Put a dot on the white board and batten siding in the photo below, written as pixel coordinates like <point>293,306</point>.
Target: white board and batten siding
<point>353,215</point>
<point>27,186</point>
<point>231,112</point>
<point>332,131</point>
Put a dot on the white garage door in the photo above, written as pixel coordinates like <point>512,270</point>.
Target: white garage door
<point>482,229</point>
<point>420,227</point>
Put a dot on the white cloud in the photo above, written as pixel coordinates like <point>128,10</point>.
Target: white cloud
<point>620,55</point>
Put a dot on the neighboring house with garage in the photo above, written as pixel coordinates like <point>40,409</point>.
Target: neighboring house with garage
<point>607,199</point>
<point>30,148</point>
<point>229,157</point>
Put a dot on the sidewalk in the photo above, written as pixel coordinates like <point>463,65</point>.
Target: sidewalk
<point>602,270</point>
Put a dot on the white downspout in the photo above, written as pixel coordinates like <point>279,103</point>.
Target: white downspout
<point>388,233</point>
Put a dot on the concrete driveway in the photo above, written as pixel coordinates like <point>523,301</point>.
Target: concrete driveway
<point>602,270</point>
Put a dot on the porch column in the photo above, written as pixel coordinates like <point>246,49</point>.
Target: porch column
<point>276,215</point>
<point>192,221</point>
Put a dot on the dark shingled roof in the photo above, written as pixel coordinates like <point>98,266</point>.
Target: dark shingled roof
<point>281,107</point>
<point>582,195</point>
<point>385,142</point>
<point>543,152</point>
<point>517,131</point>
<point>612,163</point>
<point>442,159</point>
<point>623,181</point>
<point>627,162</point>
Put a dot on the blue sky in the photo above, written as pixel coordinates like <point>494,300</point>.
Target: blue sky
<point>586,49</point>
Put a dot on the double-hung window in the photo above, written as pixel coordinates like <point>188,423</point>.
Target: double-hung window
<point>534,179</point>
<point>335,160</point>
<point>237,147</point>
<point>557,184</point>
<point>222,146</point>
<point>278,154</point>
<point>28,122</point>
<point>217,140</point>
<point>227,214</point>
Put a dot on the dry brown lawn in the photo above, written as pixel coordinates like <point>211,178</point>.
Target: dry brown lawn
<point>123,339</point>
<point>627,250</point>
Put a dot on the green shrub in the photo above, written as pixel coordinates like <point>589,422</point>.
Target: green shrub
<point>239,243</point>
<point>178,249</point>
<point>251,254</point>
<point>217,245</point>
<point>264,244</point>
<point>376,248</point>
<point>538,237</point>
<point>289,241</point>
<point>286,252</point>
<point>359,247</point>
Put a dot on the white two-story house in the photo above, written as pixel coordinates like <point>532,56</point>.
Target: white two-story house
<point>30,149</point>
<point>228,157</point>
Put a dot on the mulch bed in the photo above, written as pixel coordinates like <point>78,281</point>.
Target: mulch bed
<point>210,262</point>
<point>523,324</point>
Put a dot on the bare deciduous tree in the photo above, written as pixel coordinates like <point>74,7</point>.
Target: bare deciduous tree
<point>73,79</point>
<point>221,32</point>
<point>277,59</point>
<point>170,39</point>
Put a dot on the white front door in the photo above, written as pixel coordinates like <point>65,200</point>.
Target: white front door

⁂

- **TASK BRIEF**
Repeat the data above exactly.

- **COMPLETED EXERCISE**
Put a dot on the white board and batten siding in the photo below, written as pixel coordinates like <point>293,306</point>.
Target: white board and batten siding
<point>353,215</point>
<point>27,186</point>
<point>231,112</point>
<point>332,131</point>
Put a dot on the white garage door in the photo above, written as pixel coordinates like <point>512,270</point>.
Target: white garage door
<point>482,229</point>
<point>420,227</point>
Put a dot on the white cloud in the photo above, written as pixel coordinates like <point>128,10</point>.
Target: white cloud
<point>620,55</point>
Put a dot on the neighboring house with garage in the photo above, written as pixel coordinates like <point>40,409</point>.
Target: neighboring house with garage
<point>607,199</point>
<point>30,148</point>
<point>229,157</point>
Put a dot on the sidewalk in the photo above, written as pixel coordinates like <point>463,65</point>.
Target: sidewalk
<point>602,270</point>
Put a dot on the white downspout in the photo above, written as pixel coordinates like <point>279,103</point>.
Target: white downspout
<point>388,233</point>
Put a dot on the concrete driveway in the photo above, written as pixel coordinates like <point>523,301</point>.
Target: concrete driveway
<point>602,270</point>
Put a dot on the porch column in the photo above, written as pixel coordinates like <point>246,49</point>.
Target: porch column
<point>276,215</point>
<point>192,221</point>
Put a dot on the dark shingled roof in the photo above, written as pixel coordinates like <point>98,266</point>.
Target: dark shingled roof
<point>281,107</point>
<point>582,195</point>
<point>385,142</point>
<point>543,152</point>
<point>517,131</point>
<point>612,163</point>
<point>442,159</point>
<point>623,181</point>
<point>627,162</point>
Put a dot on the blue sky in the photo above, written as pixel coordinates like <point>494,300</point>.
Target: blue sky
<point>586,49</point>
Put a dot on the double-hung window in the photo above, written as pixel coordinates like <point>188,423</point>.
Target: double-hung window
<point>534,179</point>
<point>335,160</point>
<point>237,147</point>
<point>557,184</point>
<point>222,146</point>
<point>278,154</point>
<point>28,122</point>
<point>217,140</point>
<point>227,214</point>
Put a dot on the dry brown lawn in the photo above, written as pixel coordinates like <point>211,178</point>.
Target: dry brown lawn
<point>123,339</point>
<point>627,250</point>
Put a dot on the green shrub in the photo above, written as pixel coordinates like <point>589,422</point>.
Target: green shrub
<point>239,243</point>
<point>178,249</point>
<point>251,254</point>
<point>217,245</point>
<point>264,244</point>
<point>376,248</point>
<point>538,237</point>
<point>289,241</point>
<point>286,252</point>
<point>359,247</point>
Put a dot on the white two-story house in the photo above, written as pixel coordinates like <point>532,56</point>.
Target: white two-story house
<point>30,149</point>
<point>228,157</point>
Put a dot on the mulch bed in the photo above, written as pixel coordinates like <point>78,281</point>.
Target: mulch bed
<point>210,262</point>
<point>523,324</point>
Put a dot on the bare deciduous tree in the photo above, written as pixel coordinates like <point>74,7</point>.
Target: bare deciduous tree
<point>73,79</point>
<point>221,32</point>
<point>277,59</point>
<point>170,39</point>
Put a dot on the white front door in the photo above, written as pixel coordinates like <point>65,200</point>.
Target: white front door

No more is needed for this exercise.